Exercise details: Please restate word for word the line holding "x=1084 y=161" and every following line through the end of the entries.

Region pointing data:
Content starts

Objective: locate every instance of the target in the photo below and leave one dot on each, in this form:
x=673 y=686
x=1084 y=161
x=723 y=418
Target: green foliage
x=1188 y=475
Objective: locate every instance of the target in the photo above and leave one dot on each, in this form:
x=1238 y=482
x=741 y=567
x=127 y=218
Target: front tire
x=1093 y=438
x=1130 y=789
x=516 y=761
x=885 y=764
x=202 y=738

Content ends

Answer for the task:
x=1084 y=161
x=723 y=418
Target: green foliage
x=1188 y=475
Objective: locate every instance of the target in the photo above and leave one dot on each, in this form:
x=1238 y=482
x=741 y=567
x=127 y=218
Target: front tire
x=1093 y=438
x=1130 y=789
x=516 y=761
x=885 y=764
x=202 y=738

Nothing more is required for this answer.